**Assignment**
Without the images, write out all of the following entries exactly.
Source information START
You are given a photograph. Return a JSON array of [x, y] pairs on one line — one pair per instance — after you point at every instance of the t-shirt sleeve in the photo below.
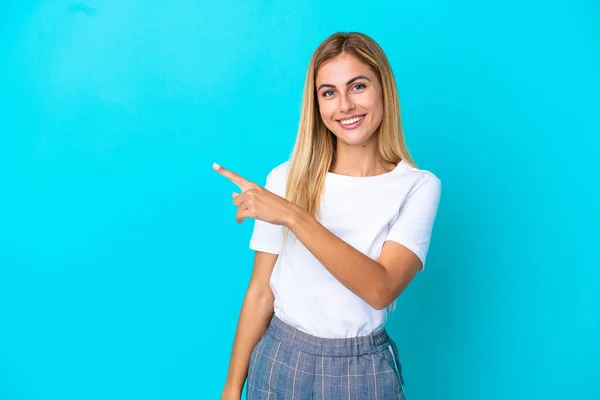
[[413, 226], [267, 237]]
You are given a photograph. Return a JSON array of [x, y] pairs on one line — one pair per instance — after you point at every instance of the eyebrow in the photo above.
[[347, 83]]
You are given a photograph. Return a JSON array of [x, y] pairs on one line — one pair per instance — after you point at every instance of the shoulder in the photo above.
[[422, 180]]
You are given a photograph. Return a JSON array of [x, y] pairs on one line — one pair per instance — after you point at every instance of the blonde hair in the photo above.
[[315, 148]]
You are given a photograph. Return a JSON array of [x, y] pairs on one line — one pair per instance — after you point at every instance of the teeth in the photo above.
[[350, 121]]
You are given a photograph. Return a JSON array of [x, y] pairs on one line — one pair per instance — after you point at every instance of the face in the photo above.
[[350, 99]]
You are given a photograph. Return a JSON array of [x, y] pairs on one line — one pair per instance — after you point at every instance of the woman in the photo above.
[[340, 231]]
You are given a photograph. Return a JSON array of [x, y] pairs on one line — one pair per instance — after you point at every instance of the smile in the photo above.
[[351, 123]]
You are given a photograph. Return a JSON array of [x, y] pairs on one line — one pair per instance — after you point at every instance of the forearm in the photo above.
[[257, 310], [359, 273]]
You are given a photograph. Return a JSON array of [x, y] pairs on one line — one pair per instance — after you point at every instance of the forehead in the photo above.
[[342, 68]]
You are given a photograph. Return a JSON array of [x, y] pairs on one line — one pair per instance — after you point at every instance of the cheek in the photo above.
[[326, 111]]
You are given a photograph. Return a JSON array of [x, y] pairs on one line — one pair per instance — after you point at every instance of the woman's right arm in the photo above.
[[257, 310]]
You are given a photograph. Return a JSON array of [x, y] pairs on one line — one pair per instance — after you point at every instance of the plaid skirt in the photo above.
[[289, 364]]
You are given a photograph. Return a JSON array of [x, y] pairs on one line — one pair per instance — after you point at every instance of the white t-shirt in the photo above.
[[400, 205]]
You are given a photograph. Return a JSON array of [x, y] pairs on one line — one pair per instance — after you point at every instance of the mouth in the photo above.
[[351, 123]]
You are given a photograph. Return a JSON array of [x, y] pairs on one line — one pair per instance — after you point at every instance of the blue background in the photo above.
[[122, 269]]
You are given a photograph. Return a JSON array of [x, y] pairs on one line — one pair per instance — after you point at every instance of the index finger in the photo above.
[[241, 182]]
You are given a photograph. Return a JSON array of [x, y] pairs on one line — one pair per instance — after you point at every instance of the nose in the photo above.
[[346, 103]]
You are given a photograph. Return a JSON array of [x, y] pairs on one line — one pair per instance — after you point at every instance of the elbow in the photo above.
[[380, 300]]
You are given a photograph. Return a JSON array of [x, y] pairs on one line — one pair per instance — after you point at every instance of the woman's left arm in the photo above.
[[378, 282]]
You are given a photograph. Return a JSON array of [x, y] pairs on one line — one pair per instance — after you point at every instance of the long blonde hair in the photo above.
[[315, 149]]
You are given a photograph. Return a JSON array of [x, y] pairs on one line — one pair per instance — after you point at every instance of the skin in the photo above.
[[377, 282], [347, 87]]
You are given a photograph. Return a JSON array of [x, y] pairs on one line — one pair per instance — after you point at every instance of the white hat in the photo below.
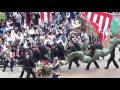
[[56, 58]]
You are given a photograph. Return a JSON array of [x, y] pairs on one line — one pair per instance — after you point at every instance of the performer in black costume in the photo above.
Source information END
**Response to this task**
You are given a photograph. Return a JSON array of [x, y] pairs on one line — one pair per instance — after you point at every instance of the t-shirt sleeve in the photo below.
[[413, 226], [267, 237]]
You are given a photograph. Return a JSON array of [x, y] pairs on one line — one pair per instance — after you point at every instance of the eyebrow in the photo above.
[[347, 83]]
You are given a photograph. Return a JSON array of [x, y] pairs on one line — one pair per instance — after you point at every instance of the shoulder in the photo above.
[[422, 180]]
You are given a photograph. Return a JSON array of [x, y] pairs on one line — one pair per instance — after you point at every instance of the blonde hair in the photo above.
[[315, 148]]
You are given a photograph. Return a JSON array of [x, y] pairs on one line — one pair per instance — after you point at every instance of the teeth in the photo above.
[[350, 121]]
You are given a photograph. Return a JSON array of [x, y] pairs on one line — one pair per instance — after you point at every instance of the face in the photo above.
[[350, 99]]
You are given a photograph. Return a JSON array of [x, y] pairs on one line — one pair per instance — after you point at every instance of the woman in the photo above.
[[340, 231]]
You are given a photograph. Return a JSON array of [x, y] pairs on one line — one pair per instance — after you point at every instance of the smile in the photo above.
[[351, 123]]
You are given a photograph. Return a JSON array of [x, y] pairs on one line — one pair per instance — after you point at every instance of the forearm in the photo above.
[[257, 310], [359, 273]]
You are given a photograph. Return a JSON array of [x, y] pairs on one line — one pair per instance — after you point at every instance of the forehead in the photo above.
[[342, 68]]
You are given a photograph. Return a JSON array of [x, y] pairs on one line — one pair per instance — after you point at every instance of the cheek in the photo above.
[[326, 111]]
You are given a photograph. Return a JSON array of [x, y] pairs on one line — one pair per instance — after you point at every instance of the woman's right arm in the photo above.
[[257, 310]]
You are given a photograph. Return a JSON array of [x, y] pairs on one line — one pair per instance — after you point at every instance of the plaid skirt in the photo above.
[[289, 364]]
You are given a photograph. Return a JSON array of [x, y] pairs on one line — one pair per instance — after you point at every instance of the white t-shirt in the photo above.
[[400, 205]]
You are given a photograph. Return a JSON array of [x, y] pairs on one line — one pair per instance — after you point at every instance of the mouth in the photo above.
[[351, 123]]
You are given a photograph. Return a JSON array of [x, y] pairs on one line — one pair per instance — after you point at every instance of the blue background in the photo above.
[[122, 269]]
You are given a photograph. Return a JSON array of [x, y] pairs on one line — one pair per instance — after you point at every instance of the index finger in the photo above.
[[241, 182]]
You are given a photograph. Return a JSON array of [x, y] pairs on one line — one pair per instance — after you point at every instance of the nose in the photo above.
[[346, 103]]
You are given a photograph. Return a JSON array of [x, y] pairs on one line — one pair per instance — after you point at every instance of the elbow in the photo above.
[[380, 300]]
You are given a photograph. Return a JSON array of [x, y] pairs on one line — one pair per instance — after you point at every instance of the woman's left arm in the photo above.
[[378, 282]]
You are given a photograph. Return a JSON array of [x, y] pairs on one line — one pair per instance — after you point at every instance of the long blonde hair in the photo above.
[[315, 149]]
You are given a photograph. Return a JSON array of [x, y] pairs on one line — one pair per instance — after you point at every instance of the skin in the photo above.
[[377, 282], [347, 87]]
You are given a photograph. Return a JSON array of [x, y] pairs on one line — one pair per instance — after you point at every instance of the white hat in the photo below.
[[56, 58]]
You are given a photograph. Return a JSON array of [x, y] pairs on one line — one pair per instance — after you point at every instance of the performer in black costume in the photo above.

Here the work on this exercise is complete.